[Activity] Each line that contains the word "instance" counts once; give the total for the records below and nothing else.

[Data]
#####
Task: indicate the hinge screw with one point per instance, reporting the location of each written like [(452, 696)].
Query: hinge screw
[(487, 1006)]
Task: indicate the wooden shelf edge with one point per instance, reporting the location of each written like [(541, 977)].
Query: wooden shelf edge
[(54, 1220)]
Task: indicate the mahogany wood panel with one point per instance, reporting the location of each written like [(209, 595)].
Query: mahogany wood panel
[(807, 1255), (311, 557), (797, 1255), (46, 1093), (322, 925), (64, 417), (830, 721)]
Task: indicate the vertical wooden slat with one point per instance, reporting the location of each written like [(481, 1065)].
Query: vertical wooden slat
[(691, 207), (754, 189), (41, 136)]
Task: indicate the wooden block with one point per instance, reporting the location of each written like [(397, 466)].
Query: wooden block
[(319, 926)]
#####
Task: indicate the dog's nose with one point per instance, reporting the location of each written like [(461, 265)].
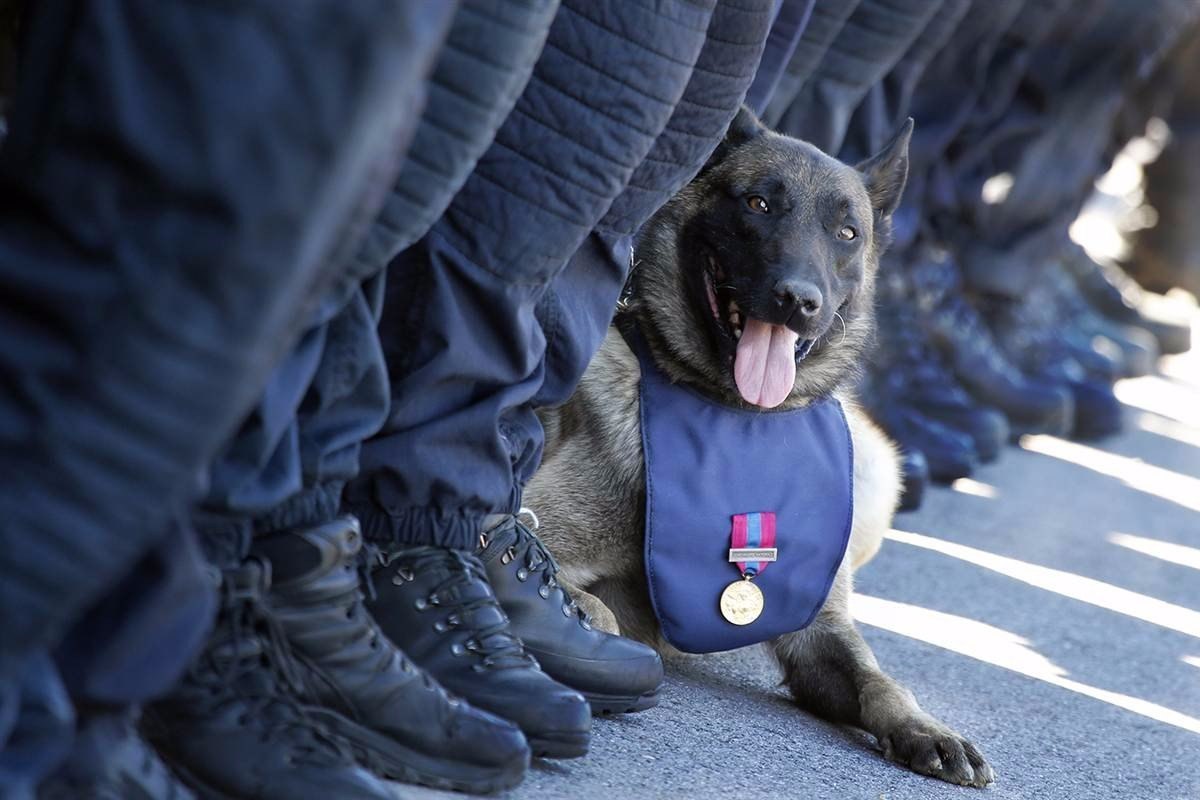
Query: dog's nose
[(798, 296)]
#####
[Response box] 6